» **Task description**
Set down the records below word for word, from the line holding "indicate the white wood siding with a point" through the final line of the records, both included.

Start of Records provided

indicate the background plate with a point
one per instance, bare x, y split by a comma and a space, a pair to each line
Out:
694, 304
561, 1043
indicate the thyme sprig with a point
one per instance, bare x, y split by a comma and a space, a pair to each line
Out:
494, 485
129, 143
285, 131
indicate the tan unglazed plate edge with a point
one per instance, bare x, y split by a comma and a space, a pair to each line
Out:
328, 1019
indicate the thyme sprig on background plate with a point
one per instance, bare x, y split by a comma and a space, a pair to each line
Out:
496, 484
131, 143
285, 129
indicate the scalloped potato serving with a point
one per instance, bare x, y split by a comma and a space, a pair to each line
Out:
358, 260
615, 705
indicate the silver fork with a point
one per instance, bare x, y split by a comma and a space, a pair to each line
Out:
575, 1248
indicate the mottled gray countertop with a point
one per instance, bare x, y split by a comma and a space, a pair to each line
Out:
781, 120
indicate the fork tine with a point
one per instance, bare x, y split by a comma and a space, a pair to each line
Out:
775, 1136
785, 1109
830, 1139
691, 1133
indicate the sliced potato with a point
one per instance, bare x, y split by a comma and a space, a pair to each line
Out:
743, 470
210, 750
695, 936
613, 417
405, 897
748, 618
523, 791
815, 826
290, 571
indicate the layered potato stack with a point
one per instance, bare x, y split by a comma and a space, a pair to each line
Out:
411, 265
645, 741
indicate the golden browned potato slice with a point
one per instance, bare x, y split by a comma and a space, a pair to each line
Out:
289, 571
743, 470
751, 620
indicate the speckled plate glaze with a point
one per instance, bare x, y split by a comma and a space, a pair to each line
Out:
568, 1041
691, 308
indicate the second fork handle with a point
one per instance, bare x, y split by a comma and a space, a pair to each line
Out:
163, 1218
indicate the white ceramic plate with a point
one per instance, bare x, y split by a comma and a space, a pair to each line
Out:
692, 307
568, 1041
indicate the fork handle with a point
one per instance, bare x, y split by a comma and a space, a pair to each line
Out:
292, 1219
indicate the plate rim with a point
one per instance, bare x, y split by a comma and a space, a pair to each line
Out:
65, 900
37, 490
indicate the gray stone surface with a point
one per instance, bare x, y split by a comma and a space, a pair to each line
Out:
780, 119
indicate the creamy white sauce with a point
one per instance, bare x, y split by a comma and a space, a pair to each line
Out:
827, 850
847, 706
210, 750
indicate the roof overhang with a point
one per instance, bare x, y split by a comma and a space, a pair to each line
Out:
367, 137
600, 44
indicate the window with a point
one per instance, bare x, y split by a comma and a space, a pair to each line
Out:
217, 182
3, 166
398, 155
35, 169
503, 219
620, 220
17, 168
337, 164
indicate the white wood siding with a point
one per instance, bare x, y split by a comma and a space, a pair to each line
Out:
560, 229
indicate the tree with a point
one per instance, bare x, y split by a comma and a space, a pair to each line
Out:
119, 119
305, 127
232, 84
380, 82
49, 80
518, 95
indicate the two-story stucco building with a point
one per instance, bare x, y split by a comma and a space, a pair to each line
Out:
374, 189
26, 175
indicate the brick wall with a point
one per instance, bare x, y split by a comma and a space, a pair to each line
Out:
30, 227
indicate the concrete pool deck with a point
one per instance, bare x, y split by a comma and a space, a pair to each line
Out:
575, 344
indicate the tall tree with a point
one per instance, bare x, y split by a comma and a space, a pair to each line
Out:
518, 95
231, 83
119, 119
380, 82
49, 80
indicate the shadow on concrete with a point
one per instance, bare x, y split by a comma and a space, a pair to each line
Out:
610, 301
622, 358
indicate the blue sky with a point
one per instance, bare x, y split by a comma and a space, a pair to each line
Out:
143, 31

End of Records provided

» **Response for this exercise**
indicate the white wood siding with a point
one per instance, bare x, y split by a comma and a space, a pair to each line
Out:
560, 229
indicate the tree with a point
one per instance, bare x, y split by a comma and a space, a pair to each line
Out:
119, 119
305, 127
232, 84
380, 82
49, 80
518, 95
indicate the two-story stucco building with a point
one per instance, bare x, y split by a comma and a space, a pair to each line
Out:
374, 189
26, 175
indicate the brick wall with a point
one per instance, bare x, y split by a comma and a space, a pair to each line
Out:
30, 227
indicate the concrete pool deck with a point
one per instance, bare x, y split by a comma and a space, a pair to each line
Out:
575, 344
indicate the tall tree with a point
one per instance, bare x, y split by a comma and a space, a pair to each line
Out:
518, 95
231, 83
119, 119
380, 82
49, 80
indicate the shadow on concrete with a point
one per instance, bare x, y split by a comma and a space, a pair to each line
Out:
610, 301
622, 358
indicate the blue sky with a point
one per instance, bare x, y split by a comma and a space, a pair to each line
Out:
143, 31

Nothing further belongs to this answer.